Rewrite the data below as a JSON list of strings, with one string for each line and no blank lines.

* START *

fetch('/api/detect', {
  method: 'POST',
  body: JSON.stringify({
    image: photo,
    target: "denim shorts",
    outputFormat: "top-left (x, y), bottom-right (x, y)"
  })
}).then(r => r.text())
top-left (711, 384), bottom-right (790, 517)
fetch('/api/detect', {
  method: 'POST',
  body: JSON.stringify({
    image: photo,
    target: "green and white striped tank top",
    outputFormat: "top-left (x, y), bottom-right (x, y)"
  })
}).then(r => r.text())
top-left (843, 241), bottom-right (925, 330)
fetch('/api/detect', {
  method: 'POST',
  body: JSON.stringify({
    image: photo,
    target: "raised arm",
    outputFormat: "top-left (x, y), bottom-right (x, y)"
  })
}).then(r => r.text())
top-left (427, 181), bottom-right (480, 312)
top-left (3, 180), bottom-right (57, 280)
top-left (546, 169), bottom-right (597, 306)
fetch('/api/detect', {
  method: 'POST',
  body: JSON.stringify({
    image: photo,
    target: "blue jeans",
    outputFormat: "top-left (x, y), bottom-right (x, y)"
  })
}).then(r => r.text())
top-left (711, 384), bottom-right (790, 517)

* END *

Solution for this problem:
[
  "fetch('/api/detect', {",
  "  method: 'POST',",
  "  body: JSON.stringify({",
  "    image: photo,",
  "    target: \"denim shorts\",",
  "    outputFormat: \"top-left (x, y), bottom-right (x, y)\"",
  "  })",
  "}).then(r => r.text())",
  "top-left (711, 384), bottom-right (790, 517)",
  "fetch('/api/detect', {",
  "  method: 'POST',",
  "  body: JSON.stringify({",
  "    image: photo,",
  "    target: \"green and white striped tank top\",",
  "    outputFormat: \"top-left (x, y), bottom-right (x, y)\"",
  "  })",
  "}).then(r => r.text())",
  "top-left (843, 241), bottom-right (925, 330)",
  "fetch('/api/detect', {",
  "  method: 'POST',",
  "  body: JSON.stringify({",
  "    image: photo,",
  "    target: \"raised arm\",",
  "    outputFormat: \"top-left (x, y), bottom-right (x, y)\"",
  "  })",
  "}).then(r => r.text())",
  "top-left (427, 181), bottom-right (480, 312)",
  "top-left (3, 180), bottom-right (57, 280)",
  "top-left (546, 169), bottom-right (597, 306)",
  "fetch('/api/detect', {",
  "  method: 'POST',",
  "  body: JSON.stringify({",
  "    image: photo,",
  "    target: \"blue jeans\",",
  "    outputFormat: \"top-left (x, y), bottom-right (x, y)\"",
  "  })",
  "}).then(r => r.text())",
  "top-left (711, 384), bottom-right (790, 517)"
]